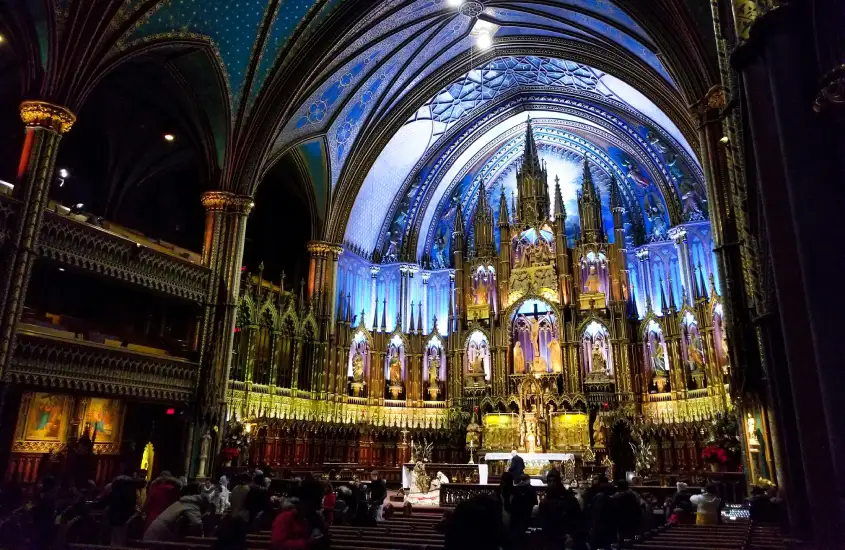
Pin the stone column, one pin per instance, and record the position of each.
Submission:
(374, 271)
(45, 125)
(645, 276)
(222, 253)
(425, 328)
(679, 237)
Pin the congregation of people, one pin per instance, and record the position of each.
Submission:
(298, 512)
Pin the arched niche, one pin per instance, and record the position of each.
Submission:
(358, 364)
(535, 339)
(483, 286)
(656, 358)
(693, 349)
(478, 355)
(434, 368)
(720, 337)
(596, 351)
(533, 248)
(394, 367)
(594, 274)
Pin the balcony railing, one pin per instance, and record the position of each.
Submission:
(56, 363)
(116, 253)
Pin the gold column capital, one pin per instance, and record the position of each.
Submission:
(323, 248)
(40, 114)
(218, 201)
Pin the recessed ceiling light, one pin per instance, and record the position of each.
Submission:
(484, 40)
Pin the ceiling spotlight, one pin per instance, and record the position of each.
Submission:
(484, 40)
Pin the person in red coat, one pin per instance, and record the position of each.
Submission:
(290, 528)
(163, 491)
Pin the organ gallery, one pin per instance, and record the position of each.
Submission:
(336, 237)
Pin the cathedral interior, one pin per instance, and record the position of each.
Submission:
(312, 234)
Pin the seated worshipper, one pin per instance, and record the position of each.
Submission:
(378, 492)
(626, 509)
(680, 509)
(329, 502)
(181, 519)
(708, 505)
(517, 467)
(164, 491)
(237, 497)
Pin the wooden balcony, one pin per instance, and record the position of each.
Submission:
(115, 252)
(57, 363)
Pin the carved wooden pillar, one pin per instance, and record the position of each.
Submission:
(225, 230)
(45, 124)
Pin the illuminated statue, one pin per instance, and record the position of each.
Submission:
(554, 352)
(518, 359)
(696, 354)
(593, 285)
(598, 434)
(395, 369)
(658, 359)
(358, 368)
(481, 293)
(535, 337)
(599, 362)
(433, 369)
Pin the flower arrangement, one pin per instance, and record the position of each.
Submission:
(714, 454)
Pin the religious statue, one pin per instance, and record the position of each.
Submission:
(598, 433)
(599, 362)
(695, 352)
(205, 445)
(593, 286)
(658, 359)
(751, 429)
(481, 293)
(395, 369)
(554, 352)
(535, 337)
(518, 359)
(358, 368)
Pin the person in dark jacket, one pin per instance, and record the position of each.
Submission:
(517, 467)
(121, 498)
(180, 519)
(522, 505)
(378, 492)
(163, 491)
(626, 509)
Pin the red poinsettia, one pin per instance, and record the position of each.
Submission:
(714, 454)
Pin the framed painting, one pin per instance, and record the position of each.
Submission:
(47, 418)
(105, 418)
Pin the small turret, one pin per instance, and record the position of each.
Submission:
(484, 244)
(503, 210)
(589, 208)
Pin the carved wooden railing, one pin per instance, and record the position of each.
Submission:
(67, 364)
(91, 248)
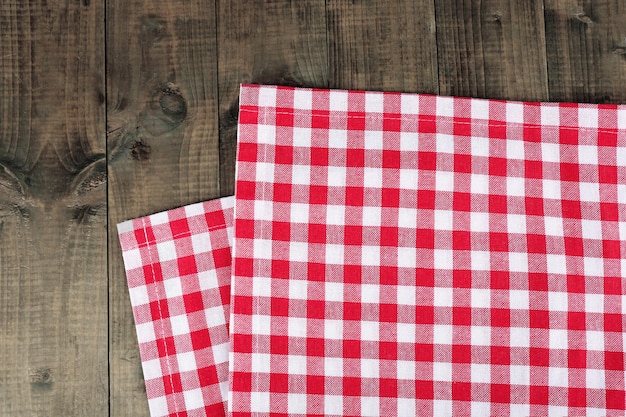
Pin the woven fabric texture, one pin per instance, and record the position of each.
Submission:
(178, 266)
(401, 254)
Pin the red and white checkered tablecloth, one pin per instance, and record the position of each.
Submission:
(178, 265)
(399, 254)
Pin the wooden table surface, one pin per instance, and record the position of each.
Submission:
(115, 109)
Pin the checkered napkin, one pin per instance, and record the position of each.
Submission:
(401, 254)
(178, 265)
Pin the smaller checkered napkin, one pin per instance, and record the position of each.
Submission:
(178, 269)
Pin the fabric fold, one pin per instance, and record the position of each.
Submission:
(178, 269)
(403, 254)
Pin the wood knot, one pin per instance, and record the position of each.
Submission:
(41, 376)
(140, 151)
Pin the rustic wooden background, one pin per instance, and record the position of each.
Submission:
(115, 109)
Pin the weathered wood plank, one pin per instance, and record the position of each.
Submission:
(492, 49)
(587, 50)
(271, 42)
(162, 143)
(382, 45)
(53, 282)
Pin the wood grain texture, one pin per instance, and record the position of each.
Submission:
(382, 45)
(53, 288)
(587, 44)
(492, 49)
(162, 144)
(168, 137)
(265, 42)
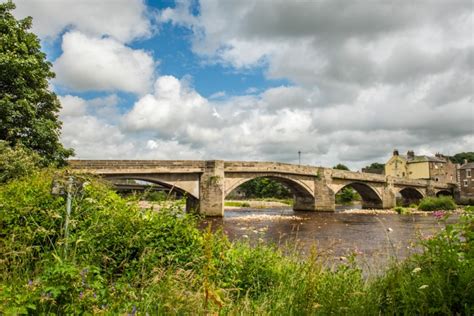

* THE PROBLEM:
Give the stretch from the line containing "Pin the weathered" through the end of the records as a JSON list of strings, one string per line, with blank lines omitted. Leave the pictures out of the list.

* RESPONSE TO THIS TASK:
[
  "Pin the weathered wood plank, one pin per instance, and record the position of each.",
  "Submission:",
  "(492, 49)",
  "(587, 50)",
  "(271, 42)",
  "(162, 143)",
  "(382, 45)",
  "(53, 282)",
  "Pin the wood grain texture, one pin per instance, and record the position of each.",
  "Submission:",
  "(382, 45)",
  "(53, 288)",
  "(587, 44)",
  "(492, 49)",
  "(162, 144)",
  "(168, 137)",
  "(265, 42)"
]